━━━━━ Records shown
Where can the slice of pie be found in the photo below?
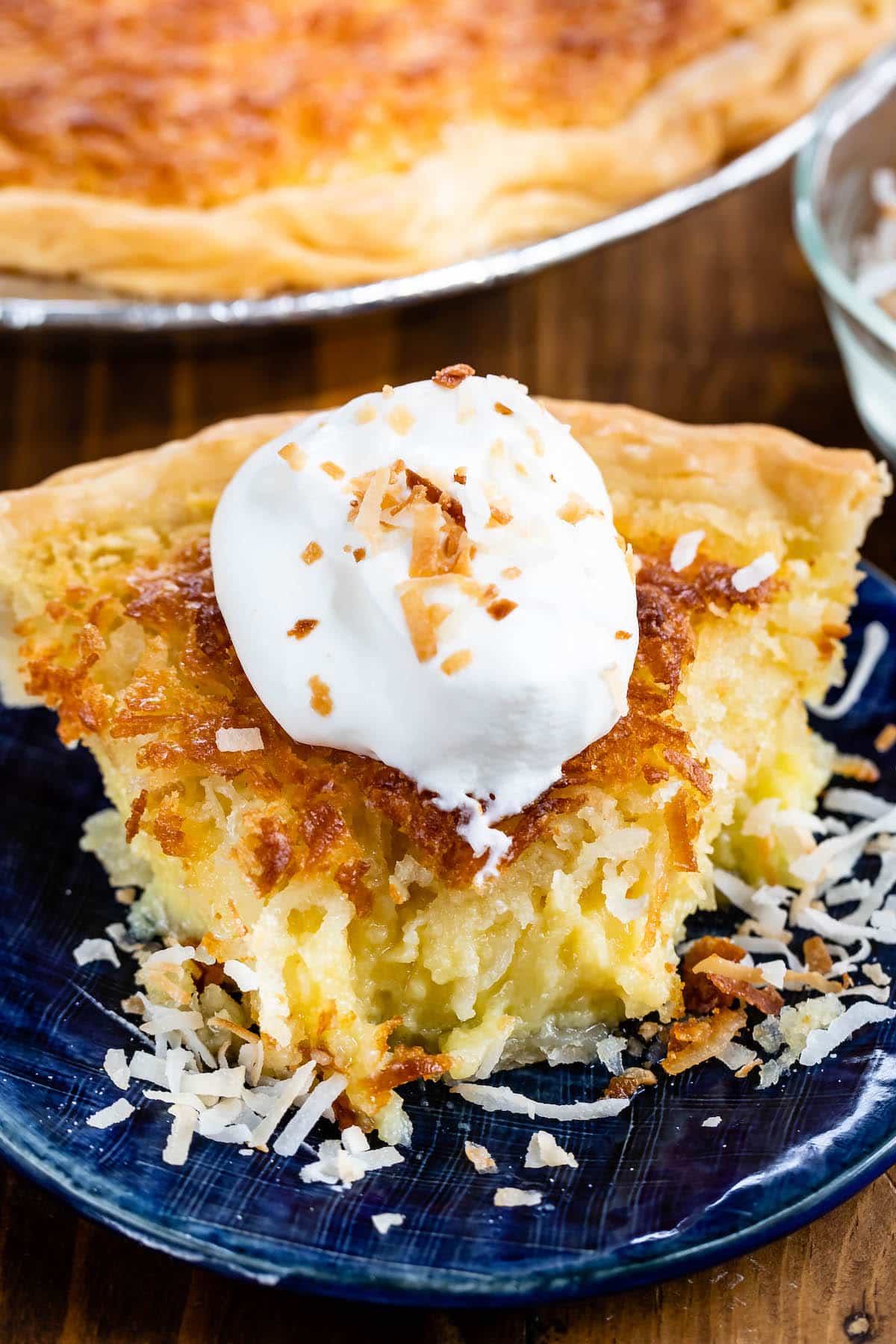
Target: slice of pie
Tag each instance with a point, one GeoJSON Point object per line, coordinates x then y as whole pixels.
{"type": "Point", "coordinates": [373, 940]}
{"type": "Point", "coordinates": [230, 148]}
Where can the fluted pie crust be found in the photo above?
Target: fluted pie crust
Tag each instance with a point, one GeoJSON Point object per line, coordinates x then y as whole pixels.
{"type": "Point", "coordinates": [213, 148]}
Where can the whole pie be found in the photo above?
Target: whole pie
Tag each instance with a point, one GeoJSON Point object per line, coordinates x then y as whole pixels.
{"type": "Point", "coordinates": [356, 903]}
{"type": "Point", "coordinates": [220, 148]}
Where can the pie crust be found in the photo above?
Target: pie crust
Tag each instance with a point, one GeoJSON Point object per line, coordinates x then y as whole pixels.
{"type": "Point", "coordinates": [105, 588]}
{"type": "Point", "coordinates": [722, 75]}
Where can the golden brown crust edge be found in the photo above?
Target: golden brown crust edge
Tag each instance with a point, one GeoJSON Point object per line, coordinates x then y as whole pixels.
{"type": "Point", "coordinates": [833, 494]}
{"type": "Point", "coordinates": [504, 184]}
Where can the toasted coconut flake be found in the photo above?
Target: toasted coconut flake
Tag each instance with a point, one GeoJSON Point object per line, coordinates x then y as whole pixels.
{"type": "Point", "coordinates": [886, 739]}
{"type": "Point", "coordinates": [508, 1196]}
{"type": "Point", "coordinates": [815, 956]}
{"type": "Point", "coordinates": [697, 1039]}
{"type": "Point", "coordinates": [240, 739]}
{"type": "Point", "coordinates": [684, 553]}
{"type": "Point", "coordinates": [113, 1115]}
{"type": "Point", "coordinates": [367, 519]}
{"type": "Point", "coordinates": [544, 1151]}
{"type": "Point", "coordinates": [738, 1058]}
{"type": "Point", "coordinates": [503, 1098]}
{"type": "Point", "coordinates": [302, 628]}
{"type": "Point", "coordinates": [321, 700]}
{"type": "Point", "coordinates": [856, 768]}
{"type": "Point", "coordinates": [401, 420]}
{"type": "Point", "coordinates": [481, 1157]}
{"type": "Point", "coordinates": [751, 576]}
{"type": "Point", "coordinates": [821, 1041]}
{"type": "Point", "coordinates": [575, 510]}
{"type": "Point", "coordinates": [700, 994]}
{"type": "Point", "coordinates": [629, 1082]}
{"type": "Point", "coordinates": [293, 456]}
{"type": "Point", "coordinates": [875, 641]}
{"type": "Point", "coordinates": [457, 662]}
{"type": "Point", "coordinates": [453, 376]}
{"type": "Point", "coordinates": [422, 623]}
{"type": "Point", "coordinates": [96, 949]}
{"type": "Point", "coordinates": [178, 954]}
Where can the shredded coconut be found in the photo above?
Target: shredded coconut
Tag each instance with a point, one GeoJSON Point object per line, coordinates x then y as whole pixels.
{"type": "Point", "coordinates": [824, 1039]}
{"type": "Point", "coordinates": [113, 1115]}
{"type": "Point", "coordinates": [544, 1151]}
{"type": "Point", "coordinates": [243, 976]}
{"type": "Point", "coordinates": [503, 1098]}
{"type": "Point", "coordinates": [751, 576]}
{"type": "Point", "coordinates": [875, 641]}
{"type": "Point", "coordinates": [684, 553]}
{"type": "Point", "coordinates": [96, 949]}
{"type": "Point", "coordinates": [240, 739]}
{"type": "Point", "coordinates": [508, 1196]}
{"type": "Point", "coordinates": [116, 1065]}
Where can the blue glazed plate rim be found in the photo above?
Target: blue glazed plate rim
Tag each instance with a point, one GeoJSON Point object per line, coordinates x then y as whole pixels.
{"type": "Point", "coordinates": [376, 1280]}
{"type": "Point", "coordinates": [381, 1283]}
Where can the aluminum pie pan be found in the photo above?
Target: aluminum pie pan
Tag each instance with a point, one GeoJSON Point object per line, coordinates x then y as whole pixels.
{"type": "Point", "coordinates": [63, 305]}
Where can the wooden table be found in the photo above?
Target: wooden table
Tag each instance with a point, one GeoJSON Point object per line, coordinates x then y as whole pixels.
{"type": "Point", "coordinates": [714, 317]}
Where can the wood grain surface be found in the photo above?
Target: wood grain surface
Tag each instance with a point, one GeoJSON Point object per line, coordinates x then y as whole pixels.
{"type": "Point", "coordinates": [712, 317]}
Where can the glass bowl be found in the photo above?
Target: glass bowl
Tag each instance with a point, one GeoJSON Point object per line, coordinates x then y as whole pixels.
━━━━━━━━━━
__Exercise description__:
The records above are to be reproduced exactly; the pictures are to be left out.

__Answer to this problem__:
Where can the slice of pie be found in the photo below?
Target: slice of pie
Tag each instance with a point, one GeoJSON Point object per line, coordinates x then y as whole pixels.
{"type": "Point", "coordinates": [373, 940]}
{"type": "Point", "coordinates": [230, 148]}
Where can the fluted pie crust be found in the photo above?
Target: fluted pie crust
Tag each instance with a point, one GeoJSON Point object per line, coordinates x then y as whole pixels.
{"type": "Point", "coordinates": [213, 148]}
Where can the whole pie be found in the photo above?
Target: whole pie
Tag each instance with a point, one GeoJSON Point object per line, coordinates x then y as whole pixels.
{"type": "Point", "coordinates": [356, 903]}
{"type": "Point", "coordinates": [220, 148]}
Where can the pie crust be found in the photo above?
Target: pie crust
Tag each instance with a point, one GeoJSON Point object per line, coordinates x then y as whole pixels.
{"type": "Point", "coordinates": [105, 588]}
{"type": "Point", "coordinates": [722, 75]}
Where can the golden brown crust edge be found in the photo above?
Target: golden brown crust edge
Tag each instance with a point, one GeoJSON Point object per line, coordinates x then y as whole pixels.
{"type": "Point", "coordinates": [833, 494]}
{"type": "Point", "coordinates": [504, 184]}
Where can the toasted coconut flake be found in the photo above?
Target: toasted coconut flake
Tag each instance with a point, one GeoJSON Point object per line, coordinates x then y as whole pixels.
{"type": "Point", "coordinates": [886, 739]}
{"type": "Point", "coordinates": [508, 1196]}
{"type": "Point", "coordinates": [815, 956]}
{"type": "Point", "coordinates": [697, 1039]}
{"type": "Point", "coordinates": [240, 739]}
{"type": "Point", "coordinates": [684, 553]}
{"type": "Point", "coordinates": [113, 1115]}
{"type": "Point", "coordinates": [367, 519]}
{"type": "Point", "coordinates": [544, 1151]}
{"type": "Point", "coordinates": [738, 1058]}
{"type": "Point", "coordinates": [503, 1098]}
{"type": "Point", "coordinates": [302, 628]}
{"type": "Point", "coordinates": [321, 700]}
{"type": "Point", "coordinates": [856, 768]}
{"type": "Point", "coordinates": [401, 420]}
{"type": "Point", "coordinates": [481, 1157]}
{"type": "Point", "coordinates": [751, 576]}
{"type": "Point", "coordinates": [821, 1041]}
{"type": "Point", "coordinates": [575, 510]}
{"type": "Point", "coordinates": [700, 994]}
{"type": "Point", "coordinates": [629, 1082]}
{"type": "Point", "coordinates": [293, 456]}
{"type": "Point", "coordinates": [875, 641]}
{"type": "Point", "coordinates": [457, 662]}
{"type": "Point", "coordinates": [453, 376]}
{"type": "Point", "coordinates": [422, 623]}
{"type": "Point", "coordinates": [96, 949]}
{"type": "Point", "coordinates": [178, 954]}
Where can the shredded coconut be found in the photo above?
Target: shredded coconut
Tag each instance with a point, one GeoJSON Point object per line, coordinates x then y as whole pixels.
{"type": "Point", "coordinates": [824, 1039]}
{"type": "Point", "coordinates": [113, 1115]}
{"type": "Point", "coordinates": [544, 1151]}
{"type": "Point", "coordinates": [243, 976]}
{"type": "Point", "coordinates": [503, 1098]}
{"type": "Point", "coordinates": [751, 576]}
{"type": "Point", "coordinates": [875, 641]}
{"type": "Point", "coordinates": [684, 553]}
{"type": "Point", "coordinates": [96, 949]}
{"type": "Point", "coordinates": [240, 739]}
{"type": "Point", "coordinates": [508, 1196]}
{"type": "Point", "coordinates": [116, 1065]}
Where can the blue glazed plate rim be found in the photo above?
Target: blue glazed plate rim
Tag each instance with a point, one GeoJSON Point object per line, coordinates x then y as whole pixels.
{"type": "Point", "coordinates": [376, 1280]}
{"type": "Point", "coordinates": [381, 1283]}
Where can the aluminum pie pan be found in the photo above?
Target: aluminum pie pan
Tag each instance with a point, one GeoJSON Point object per line, coordinates x then y as whole pixels.
{"type": "Point", "coordinates": [63, 305]}
Where can the wooden table be found in the photo above?
Target: wooden table
Tag each instance with a point, one GeoJSON Point object per line, coordinates x then y as whole pixels.
{"type": "Point", "coordinates": [714, 317]}
Where can the wood grain surface be found in the photo above?
Target: wood grain surface
Tag each instance with a point, one GeoJSON Point object per line, coordinates x then y as whole pixels.
{"type": "Point", "coordinates": [712, 317]}
Where can the glass bowl be found in the photo above?
Target: glass bowl
Tag each instance with a point, one GeoJSON Point object per line, coordinates x then y as whole pixels.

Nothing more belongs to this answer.